Provided passage:
◇ ◇ ◇ ◇ ◇ ◇ ◇
Sajid Javid’s letter to Local Authorities urging IHRA adoption

In January 2017 Sajid Javid, Secretary of State for Communities and Local Government, wrote to all local authorities urging them to adopt the definition and commending the examples, saying: ‘it gives examples of the kind of behaviours which depending on the circumstances could constitute anti-Semitism’.

Regrettably many Councils have responded to Javid’s call. All too often they have done this by forcing through adoption without consultation or debate and refused to respond to criticisms of their actions.

While some Councils such as Newham have amended and mitigated some of the worst aspects of the document, others have made it worse. The strident advocacy group We Believe in Israel —itself an offshoot of BICOM, the Israel promotion organisation from which leading members of Labour Friends of Israel graduated—promoted a doctored version. Their version omitted, silently, the qualifier ‘depending on context’ from the preamble to the examples. This more aggressive text, going beyond Javid’s encouragement, has been adopted by several councils.

Government minister Jo Johnson tells Universities to clamp down on free speech
In February 2017, Jo Johnson, Minister for Higher Education, urged the whole document on Universities, particularly in relation to Israel Apartheid Week activities. As a result, students and staff in several universities have had their rights to free expression curtailed for partisan reasons and risked disciplinary action.

In May the Zionist Federation urged all parliamentary candidates to back the definition.
When the Labour Party NEC discussed adoption they, singularly, restricted adoption to the 39 words.
The examples themselves are bad enough but they are marginally limited by their introduction: “Contemporary examples of antisemitism  … could, taking into account the overall context, include, but are not limited to…”. Even this constraint is too much for Israel’s more militant apologists. They have become fond of stating that an activity they disapprove of is, without qualification, antisemitic under the definition; urging churches, Local Authorities, universities, the police and others to take punitive action on this amplified interpretation. We have not noted any occasion on which a Government spokesperson has criticised them for this unmandated extension.
◇ ◇ ◇ ◇ ◇ ◇ ◇
Object position labeling entries:
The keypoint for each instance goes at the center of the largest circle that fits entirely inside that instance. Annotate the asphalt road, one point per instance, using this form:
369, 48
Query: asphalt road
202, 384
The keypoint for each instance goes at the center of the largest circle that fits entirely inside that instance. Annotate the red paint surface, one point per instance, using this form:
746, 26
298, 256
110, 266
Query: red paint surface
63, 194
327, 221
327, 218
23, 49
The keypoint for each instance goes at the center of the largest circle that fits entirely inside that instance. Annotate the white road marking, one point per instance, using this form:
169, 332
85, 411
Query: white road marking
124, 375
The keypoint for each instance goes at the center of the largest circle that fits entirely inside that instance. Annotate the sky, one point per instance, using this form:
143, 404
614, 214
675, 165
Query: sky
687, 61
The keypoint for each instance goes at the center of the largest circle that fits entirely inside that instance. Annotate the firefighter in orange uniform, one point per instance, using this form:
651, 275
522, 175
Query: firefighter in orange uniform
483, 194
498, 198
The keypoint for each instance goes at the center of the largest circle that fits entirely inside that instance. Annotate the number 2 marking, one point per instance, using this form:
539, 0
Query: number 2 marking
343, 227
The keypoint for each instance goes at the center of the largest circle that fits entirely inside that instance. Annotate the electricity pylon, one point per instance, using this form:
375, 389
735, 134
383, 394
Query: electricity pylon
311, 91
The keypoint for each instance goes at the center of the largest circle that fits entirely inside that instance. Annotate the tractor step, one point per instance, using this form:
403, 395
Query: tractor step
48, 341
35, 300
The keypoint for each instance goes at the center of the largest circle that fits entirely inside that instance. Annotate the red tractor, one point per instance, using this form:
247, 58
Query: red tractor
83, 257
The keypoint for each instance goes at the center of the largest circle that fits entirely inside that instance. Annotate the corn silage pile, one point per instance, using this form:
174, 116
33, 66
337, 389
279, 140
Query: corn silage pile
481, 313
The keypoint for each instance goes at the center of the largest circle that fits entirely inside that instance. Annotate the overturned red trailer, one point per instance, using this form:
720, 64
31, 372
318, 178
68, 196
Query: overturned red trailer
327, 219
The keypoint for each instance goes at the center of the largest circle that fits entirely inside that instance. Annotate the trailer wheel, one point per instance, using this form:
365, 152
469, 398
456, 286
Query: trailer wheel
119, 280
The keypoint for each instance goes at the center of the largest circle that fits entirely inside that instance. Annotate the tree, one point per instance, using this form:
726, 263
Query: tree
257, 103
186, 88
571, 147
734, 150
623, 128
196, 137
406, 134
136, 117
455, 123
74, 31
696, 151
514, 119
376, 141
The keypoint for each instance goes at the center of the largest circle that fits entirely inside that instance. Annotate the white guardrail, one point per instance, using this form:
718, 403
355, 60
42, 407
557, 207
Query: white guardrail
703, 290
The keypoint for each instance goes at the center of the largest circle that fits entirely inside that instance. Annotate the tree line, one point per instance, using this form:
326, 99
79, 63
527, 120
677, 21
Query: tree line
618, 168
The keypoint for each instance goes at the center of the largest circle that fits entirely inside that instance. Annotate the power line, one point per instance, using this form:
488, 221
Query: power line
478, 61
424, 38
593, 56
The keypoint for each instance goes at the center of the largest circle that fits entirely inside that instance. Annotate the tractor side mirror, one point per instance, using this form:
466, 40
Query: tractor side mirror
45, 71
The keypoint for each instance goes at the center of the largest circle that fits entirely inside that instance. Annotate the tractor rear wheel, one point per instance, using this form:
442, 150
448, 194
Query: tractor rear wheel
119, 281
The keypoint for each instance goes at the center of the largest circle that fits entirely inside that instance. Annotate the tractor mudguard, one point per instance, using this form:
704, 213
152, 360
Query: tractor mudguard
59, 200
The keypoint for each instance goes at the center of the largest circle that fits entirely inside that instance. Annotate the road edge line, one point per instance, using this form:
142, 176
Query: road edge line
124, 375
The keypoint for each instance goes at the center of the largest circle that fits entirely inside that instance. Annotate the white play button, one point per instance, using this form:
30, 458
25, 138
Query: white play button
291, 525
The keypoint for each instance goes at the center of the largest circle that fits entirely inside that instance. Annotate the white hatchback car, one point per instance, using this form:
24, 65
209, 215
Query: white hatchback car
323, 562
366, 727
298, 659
◇ ◇ ◇ ◇ ◇ ◇ ◇
Set task: From the passage above on IHRA definition adoption, return verbatim the section that opens with the words containing "In May the Zionist" and closes with "this unmandated extension.".

Task response:
In May the Zionist Federation urged all parliamentary candidates to back the definition.
When the Labour Party NEC discussed adoption they, singularly, restricted adoption to the 39 words.
The examples themselves are bad enough but they are marginally limited by their introduction: “Contemporary examples of antisemitism  … could, taking into account the overall context, include, but are not limited to…”. Even this constraint is too much for Israel’s more militant apologists. They have become fond of stating that an activity they disapprove of is, without qualification, antisemitic under the definition; urging churches, Local Authorities, universities, the police and others to take punitive action on this amplified interpretation. We have not noted any occasion on which a Government spokesperson has criticised them for this unmandated extension.